• **WORK ITEM**: Provide the entries once more, identical in every word.

• **INPUT MATERIAL**:
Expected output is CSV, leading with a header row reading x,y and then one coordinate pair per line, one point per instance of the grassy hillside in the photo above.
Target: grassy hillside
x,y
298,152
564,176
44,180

• **RESPONSE FOR THIS EXERCISE**:
Expected output is CSV, leading with a header row reading x,y and then one coordinate pair per line, one point per instance of the grassy hillside in the photo above.
Target: grassy hillside
x,y
298,152
564,176
44,180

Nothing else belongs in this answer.